> **ページ**:
+-------+

オリンパスについては、1990年台に遡る古い時期の投資損失が不適切な処理により先送りされ、その損失が不適切な方法により解消されるという、不適切な経営行動が過去にあったらしいのですが、だからといって、現在のオリンパスの企業価値を論じるときに、過去の不適切性がどれだけの意味をもつのか、という話ですね。
最初に明らかにしておかなければならないのは、オリンパス自身が開示した情報などから判断する限り、現時点で判明しているのは、たかだか、次の事柄であるにすぎないことです。
第一に、オリンパスは、1990年台に遡る古い時期に、有価証券投資等にかかわる損失、即ち、本業ではない投資による損失を抱えており、その損失は会計処理されていなかったこと。ここで会計処理されていない損失というのは、保有有価証券等に関し、時価評価して減損処理するか、あるいは売却して実現損失化すれば、表面化したであろう損失のことであり、要は、簿価を下回る時価との差分、いわゆる含み損のことと解されます。当時の会計基準からすれば、このような損失の先送りは、好ましいことではなかったでしょうが、不適切とまでは、いえなかったと思われます。
第二に、これらの損失は、2001年3月期から金融商品に係る会計基準が導入されることを契機に、含み損にとどめる形での損失処理の先送りができなくなり、減損処理が避けられなくなるとの見通しのもと、何らかの不適切な会計処理により、簿外へ移転するなりの工作が行われたこと。これらの処理は、現時点では詳細が不明ですが、どうみても、不適切なものであったことは間違いないのでしょう。ただし、不正あるいは違法とまでいえるかは、まだはっきりしていないと思われます。

+-------+

> **提供された情報**:
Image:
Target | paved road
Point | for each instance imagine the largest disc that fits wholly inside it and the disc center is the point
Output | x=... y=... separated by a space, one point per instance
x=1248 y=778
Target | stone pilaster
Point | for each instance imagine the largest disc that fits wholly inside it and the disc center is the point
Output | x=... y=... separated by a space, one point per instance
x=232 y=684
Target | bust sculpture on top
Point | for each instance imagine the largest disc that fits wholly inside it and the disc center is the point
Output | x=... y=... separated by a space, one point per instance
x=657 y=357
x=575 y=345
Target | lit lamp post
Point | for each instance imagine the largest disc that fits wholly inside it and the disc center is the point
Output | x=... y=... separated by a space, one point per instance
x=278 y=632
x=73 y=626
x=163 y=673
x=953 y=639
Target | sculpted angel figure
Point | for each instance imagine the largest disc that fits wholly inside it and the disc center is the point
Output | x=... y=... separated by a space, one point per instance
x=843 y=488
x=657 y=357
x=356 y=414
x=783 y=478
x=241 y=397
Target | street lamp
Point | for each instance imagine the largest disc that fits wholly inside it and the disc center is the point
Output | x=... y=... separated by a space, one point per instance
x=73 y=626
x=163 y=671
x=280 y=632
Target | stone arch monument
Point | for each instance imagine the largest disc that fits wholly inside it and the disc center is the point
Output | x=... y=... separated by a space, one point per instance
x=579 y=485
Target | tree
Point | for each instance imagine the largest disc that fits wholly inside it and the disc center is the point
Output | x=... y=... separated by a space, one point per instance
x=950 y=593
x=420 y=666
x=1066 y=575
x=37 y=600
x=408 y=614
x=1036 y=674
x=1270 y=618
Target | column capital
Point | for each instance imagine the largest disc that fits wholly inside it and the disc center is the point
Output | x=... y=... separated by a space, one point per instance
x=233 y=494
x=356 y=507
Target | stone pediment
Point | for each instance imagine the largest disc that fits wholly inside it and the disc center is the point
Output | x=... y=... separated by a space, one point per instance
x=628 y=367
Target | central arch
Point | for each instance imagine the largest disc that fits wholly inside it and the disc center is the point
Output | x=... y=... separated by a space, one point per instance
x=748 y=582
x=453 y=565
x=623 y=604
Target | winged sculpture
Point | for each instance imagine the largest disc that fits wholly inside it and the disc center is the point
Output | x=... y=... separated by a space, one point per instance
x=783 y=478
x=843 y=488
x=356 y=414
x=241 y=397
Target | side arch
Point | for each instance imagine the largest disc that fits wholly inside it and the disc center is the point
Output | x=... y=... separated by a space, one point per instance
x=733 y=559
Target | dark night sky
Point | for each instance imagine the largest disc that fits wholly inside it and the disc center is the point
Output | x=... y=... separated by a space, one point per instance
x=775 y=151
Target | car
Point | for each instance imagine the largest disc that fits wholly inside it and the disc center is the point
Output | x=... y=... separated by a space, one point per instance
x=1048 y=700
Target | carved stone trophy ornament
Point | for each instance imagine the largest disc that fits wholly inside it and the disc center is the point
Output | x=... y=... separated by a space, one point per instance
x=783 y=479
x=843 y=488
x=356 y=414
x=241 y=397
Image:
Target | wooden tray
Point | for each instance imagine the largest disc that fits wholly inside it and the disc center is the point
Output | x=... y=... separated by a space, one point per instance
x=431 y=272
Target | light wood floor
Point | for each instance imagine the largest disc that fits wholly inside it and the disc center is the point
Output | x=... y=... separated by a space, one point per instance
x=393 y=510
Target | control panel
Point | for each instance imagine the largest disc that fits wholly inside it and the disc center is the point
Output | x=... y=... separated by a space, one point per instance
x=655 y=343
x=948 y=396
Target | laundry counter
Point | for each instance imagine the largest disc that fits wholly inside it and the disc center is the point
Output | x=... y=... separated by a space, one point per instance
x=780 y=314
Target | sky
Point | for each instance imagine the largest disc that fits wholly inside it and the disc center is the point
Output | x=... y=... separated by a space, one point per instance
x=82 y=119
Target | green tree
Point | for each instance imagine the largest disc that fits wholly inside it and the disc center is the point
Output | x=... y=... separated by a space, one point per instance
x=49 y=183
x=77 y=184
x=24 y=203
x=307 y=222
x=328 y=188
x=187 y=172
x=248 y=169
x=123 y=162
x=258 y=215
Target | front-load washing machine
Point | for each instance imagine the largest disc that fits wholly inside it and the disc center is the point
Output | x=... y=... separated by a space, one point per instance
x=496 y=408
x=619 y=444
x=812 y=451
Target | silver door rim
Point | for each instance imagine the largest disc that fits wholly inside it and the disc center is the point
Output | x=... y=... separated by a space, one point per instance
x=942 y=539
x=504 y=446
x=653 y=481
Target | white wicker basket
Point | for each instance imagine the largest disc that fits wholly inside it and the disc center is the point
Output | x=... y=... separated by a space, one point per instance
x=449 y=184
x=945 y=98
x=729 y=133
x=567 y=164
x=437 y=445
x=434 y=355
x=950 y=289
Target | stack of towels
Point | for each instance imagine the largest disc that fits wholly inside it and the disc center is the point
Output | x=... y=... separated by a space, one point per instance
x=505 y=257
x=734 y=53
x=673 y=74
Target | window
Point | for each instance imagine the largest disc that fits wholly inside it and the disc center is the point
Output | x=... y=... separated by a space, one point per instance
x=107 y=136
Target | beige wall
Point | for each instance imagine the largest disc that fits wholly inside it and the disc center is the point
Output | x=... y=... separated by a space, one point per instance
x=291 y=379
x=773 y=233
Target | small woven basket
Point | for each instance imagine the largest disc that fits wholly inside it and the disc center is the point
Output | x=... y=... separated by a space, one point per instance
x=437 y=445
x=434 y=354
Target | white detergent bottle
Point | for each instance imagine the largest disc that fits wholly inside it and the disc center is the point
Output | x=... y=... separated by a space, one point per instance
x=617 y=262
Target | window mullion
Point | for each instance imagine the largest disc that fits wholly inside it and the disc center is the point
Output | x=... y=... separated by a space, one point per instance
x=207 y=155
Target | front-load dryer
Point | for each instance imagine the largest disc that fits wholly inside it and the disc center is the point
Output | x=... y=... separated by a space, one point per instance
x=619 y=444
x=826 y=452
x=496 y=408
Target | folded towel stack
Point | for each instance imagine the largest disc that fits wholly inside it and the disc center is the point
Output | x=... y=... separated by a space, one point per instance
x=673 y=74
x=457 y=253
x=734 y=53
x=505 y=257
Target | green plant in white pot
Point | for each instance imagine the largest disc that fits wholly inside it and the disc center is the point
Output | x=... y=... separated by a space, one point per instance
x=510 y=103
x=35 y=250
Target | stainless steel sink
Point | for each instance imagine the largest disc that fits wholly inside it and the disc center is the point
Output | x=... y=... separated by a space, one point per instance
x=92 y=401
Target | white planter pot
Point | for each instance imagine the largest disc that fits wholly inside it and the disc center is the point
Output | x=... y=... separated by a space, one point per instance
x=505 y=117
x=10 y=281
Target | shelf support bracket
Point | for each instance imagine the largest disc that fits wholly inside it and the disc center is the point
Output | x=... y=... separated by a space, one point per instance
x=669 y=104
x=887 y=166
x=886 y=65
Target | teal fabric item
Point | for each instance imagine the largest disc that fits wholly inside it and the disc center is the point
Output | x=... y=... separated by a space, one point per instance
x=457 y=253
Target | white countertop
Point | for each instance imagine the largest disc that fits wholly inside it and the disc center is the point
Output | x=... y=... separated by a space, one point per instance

+-------+

> **課題の目的**: オリンパスの過去の損失処理を論じた文章を、最後の文の後から書き継ぐこと。

> **作業の結果**:
第三に、これらの損失は、時間をかけて小出しに会計処理していくことが予定されていた、と推測されていること。そして、そのための技術的工作として、どうやら、買収時に発生するのれんの償却が利用されたらしいこと。具体的な操作の舞台となったのは、主として、英国のジャイラスと国内の新事業3社の買収であるらしいこと。
この買収にかかわる操作の実態については、もちろん、詳細不明ですが、理屈上は、前段階で簿外等へ移転されていた損失があって、その損失を買収額に含んだ形で簿内へ回収する、つまり買収額(買収に要する費用を含む)を損失分だけ高く設定する、という構造であったことは、間違いないと思われます。故に、ことが明るみにでる発端が、新事業3社については異様に高すぎる買収価格、ジャイラスについては異様に高すぎる買収手数料、ということになったのだと思われるのです。
結局、この操作により、かつて含み損であったものが、のれんに転換されたことになります。のれんであれば、会計年度に分散して小出しに処理できるはずだ、というのが当初の目論見であったと考えられるのです。一連の買収手続き自体には、少なくとも現時点では、明らかな違法性を認めることができないので、不適切な処理であることは間違いないのですが、これも、不正または違法とまでは、いえないような気がします。
第四に、のれんの償却は、当初の目論見に反して、一気に行われたので、結局のところ、現時点のオリンパスは、過去の損失処理を完了しているらしいこと。これは、実に馬鹿げた帰結ですね。10年もかけた大規模な操作だったのに、のれんの償却を一気に行ってしまったのでは、何の意味もなかったことになります。
なお、念のためですが、オリンパスは、この巨額なのれん償却以外にも、過去10年間に投資関係損失を細かく小分けに計上していて、1990年台に形成された損失を先送ったうえで、2000年台を通じて処理していくという、当初の目的は実現しているのです。それなりに上手に(といういい方に、相当の語弊があるならば、外見を装うための馬鹿馬鹿しく迂遠な方法を用いて、といってもいいです)、損失の処理を終えた、ということです。
結局、今思えば、オリンパスのやったことは、無意味な茶番というか、実体的には意味のない表面的な操作であったように思われます。もしもそうなら、過去のオリンパスにいけないところがあったにしても、少なくとも現時点で評価するならば、一体、今のオリンパスのどこがいけないのか、ということになるのです。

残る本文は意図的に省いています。